_Exercise prompt:_
Write out, unchanged, the lines below from the start of the records through the line containing "box: [413, 93, 470, 157]", both ends included. Omit the pictures from your answer.

_Extracted information:_
----

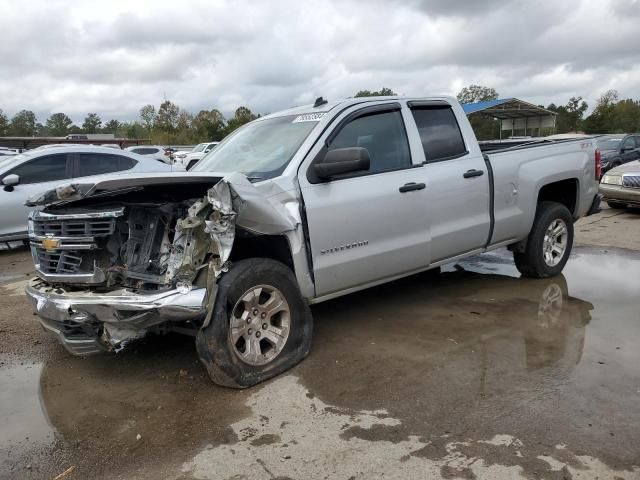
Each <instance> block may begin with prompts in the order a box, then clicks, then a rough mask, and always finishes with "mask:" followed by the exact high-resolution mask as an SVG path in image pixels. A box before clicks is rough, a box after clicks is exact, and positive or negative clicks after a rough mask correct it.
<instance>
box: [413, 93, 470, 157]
mask: <svg viewBox="0 0 640 480" xmlns="http://www.w3.org/2000/svg"><path fill="white" fill-rule="evenodd" d="M411 113H412V114H413V118H414V120H415V121H416V126H417V127H418V132H419V133H420V140H421V141H422V148H423V149H424V155H425V158H426V159H427V162H437V161H439V160H447V159H449V158H454V157H458V156H460V155H464V154H465V153H467V149H466V148H465V146H464V140H463V138H462V132H460V127H459V126H458V121H457V120H456V116H455V115H454V113H453V110H452V109H451V107H448V106H439V105H438V106H427V107H414V108H412V109H411Z"/></svg>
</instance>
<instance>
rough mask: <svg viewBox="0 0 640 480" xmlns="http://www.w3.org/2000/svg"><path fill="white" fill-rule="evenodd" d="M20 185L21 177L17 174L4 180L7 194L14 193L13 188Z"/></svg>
mask: <svg viewBox="0 0 640 480" xmlns="http://www.w3.org/2000/svg"><path fill="white" fill-rule="evenodd" d="M19 183H20V177H19V176H18V175H15V174H13V173H12V174H11V175H7V176H6V177H4V178H3V179H2V184H3V185H4V191H5V192H13V187H14V186H16V185H18V184H19Z"/></svg>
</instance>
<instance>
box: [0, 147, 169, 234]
mask: <svg viewBox="0 0 640 480" xmlns="http://www.w3.org/2000/svg"><path fill="white" fill-rule="evenodd" d="M169 171H171V167H169V166H167V165H164V164H162V163H160V162H157V161H155V160H152V159H149V158H146V157H143V156H140V155H136V154H135V153H131V152H123V151H115V150H114V149H112V148H105V147H92V146H79V147H78V146H70V147H68V146H58V147H57V148H45V149H41V150H39V149H34V150H30V151H27V152H24V153H21V154H20V155H16V156H13V157H8V158H6V159H2V160H0V183H1V184H2V189H1V190H0V205H2V215H0V241H10V240H20V239H25V238H28V233H27V217H28V215H29V210H30V209H29V208H27V207H26V206H25V202H26V201H27V200H28V199H29V198H30V197H32V196H34V195H36V194H39V193H41V192H43V191H46V190H49V189H51V188H55V187H56V186H58V185H59V184H60V183H64V182H65V181H66V182H67V183H68V182H69V181H70V180H73V181H76V180H78V181H79V182H95V181H97V180H98V178H99V177H100V176H101V175H104V174H108V173H115V172H126V173H127V174H128V175H132V174H139V173H142V172H165V173H166V172H169Z"/></svg>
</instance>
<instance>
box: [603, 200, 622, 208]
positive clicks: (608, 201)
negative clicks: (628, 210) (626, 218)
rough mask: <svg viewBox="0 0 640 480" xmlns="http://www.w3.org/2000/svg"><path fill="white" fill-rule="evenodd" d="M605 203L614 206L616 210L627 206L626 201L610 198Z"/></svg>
mask: <svg viewBox="0 0 640 480" xmlns="http://www.w3.org/2000/svg"><path fill="white" fill-rule="evenodd" d="M607 205H609V207H610V208H615V209H616V210H623V209H625V208H627V204H626V203H622V202H613V201H611V200H608V201H607Z"/></svg>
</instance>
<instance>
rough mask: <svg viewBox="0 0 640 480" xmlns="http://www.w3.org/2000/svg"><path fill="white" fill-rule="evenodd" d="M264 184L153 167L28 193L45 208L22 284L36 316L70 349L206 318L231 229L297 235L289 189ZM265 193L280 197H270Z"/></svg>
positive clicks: (126, 340)
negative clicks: (139, 171) (32, 263)
mask: <svg viewBox="0 0 640 480" xmlns="http://www.w3.org/2000/svg"><path fill="white" fill-rule="evenodd" d="M174 175H175V174H174ZM171 180H173V181H171ZM269 188H270V190H268V191H267V195H265V193H264V192H261V191H259V190H258V189H257V188H256V186H254V185H253V184H252V183H251V182H250V181H249V180H248V179H247V178H246V177H245V176H244V175H242V174H232V175H230V176H229V177H228V178H222V179H221V178H212V177H206V178H198V177H195V178H194V177H191V176H190V177H175V178H173V179H167V178H158V177H157V176H156V177H145V178H138V179H125V178H122V179H120V178H119V179H113V180H107V181H103V182H101V183H99V184H95V185H68V186H65V187H61V188H58V189H55V190H51V191H49V192H45V193H44V194H42V195H41V196H40V197H39V198H36V199H32V200H31V204H32V205H39V206H44V207H45V208H43V209H41V210H38V211H34V212H32V214H31V216H30V224H29V233H30V241H31V250H32V255H33V257H34V263H35V267H36V273H37V275H38V277H39V278H37V279H35V280H34V281H33V282H32V284H31V285H30V286H29V287H28V288H27V293H28V294H29V292H31V293H32V295H31V298H33V299H34V302H35V306H36V309H37V311H38V313H39V315H40V317H41V322H42V323H43V326H44V327H45V328H47V329H49V330H51V331H52V332H54V333H56V334H57V335H58V336H59V337H60V338H61V340H63V343H65V346H66V347H67V349H69V350H72V351H73V353H76V354H91V353H97V352H98V351H99V350H105V349H106V350H112V349H114V350H118V349H120V348H122V346H123V345H124V344H125V343H126V342H127V341H129V340H131V339H135V338H141V337H142V336H144V335H145V334H146V333H148V332H149V331H151V329H155V330H158V329H165V330H166V329H167V328H169V327H171V326H173V327H175V326H178V328H182V327H184V328H190V329H193V328H194V327H195V328H197V327H199V326H201V325H203V324H206V323H207V322H208V320H209V317H208V315H210V314H211V312H212V311H213V305H214V302H215V298H216V290H217V280H218V278H219V276H220V275H221V274H222V273H223V272H224V271H226V269H227V268H228V262H229V259H230V256H231V252H232V248H233V247H234V241H235V240H236V237H245V238H247V237H251V238H256V237H261V236H268V235H279V234H283V233H285V232H287V234H291V235H292V236H293V237H292V238H295V237H297V236H298V235H299V232H298V230H299V229H298V226H299V225H300V220H299V217H298V214H299V210H298V208H297V205H298V203H297V199H296V197H295V196H294V195H292V194H290V193H289V192H285V191H283V190H282V189H280V188H277V189H274V188H273V186H271V187H269ZM269 193H275V195H274V196H275V197H282V199H283V200H284V201H283V202H281V201H280V198H279V199H278V203H276V204H274V203H272V202H273V200H270V198H269V197H268V194H269ZM289 205H290V206H293V207H294V208H293V209H291V208H287V207H288V206H289ZM238 219H240V220H241V222H238ZM296 243H297V244H298V245H300V244H301V243H302V242H301V241H299V242H298V241H296ZM255 255H259V252H255ZM173 329H175V328H173ZM80 339H83V340H80ZM73 342H75V343H73ZM81 342H85V343H86V345H85V344H83V346H82V348H83V349H84V350H81V348H80V347H79V345H80V344H81Z"/></svg>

----

_Completed task:_
Each <instance> block may begin with prompts in the order a box, then clicks, then a rough mask, and always finishes with "mask:" followed by the exact high-resolution mask as an SVG path in image pixels. A box before clicks is rough, a box after clicks is exact, and positive or negative clicks after a rough mask correct it.
<instance>
box: [413, 93, 470, 157]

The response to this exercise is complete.